▶ [Exercise description]: Your task is to write out all of the records once more, exactly.

▶ [Data extracts]:
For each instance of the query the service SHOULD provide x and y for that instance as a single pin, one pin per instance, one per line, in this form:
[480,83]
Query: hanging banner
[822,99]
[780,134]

▶ [Solution to this problem]:
For each instance of the query the service SHOULD provide x and y for that instance as a single pin, one pin per instance, one per line, in this form:
[480,83]
Query: hanging banner
[822,99]
[780,134]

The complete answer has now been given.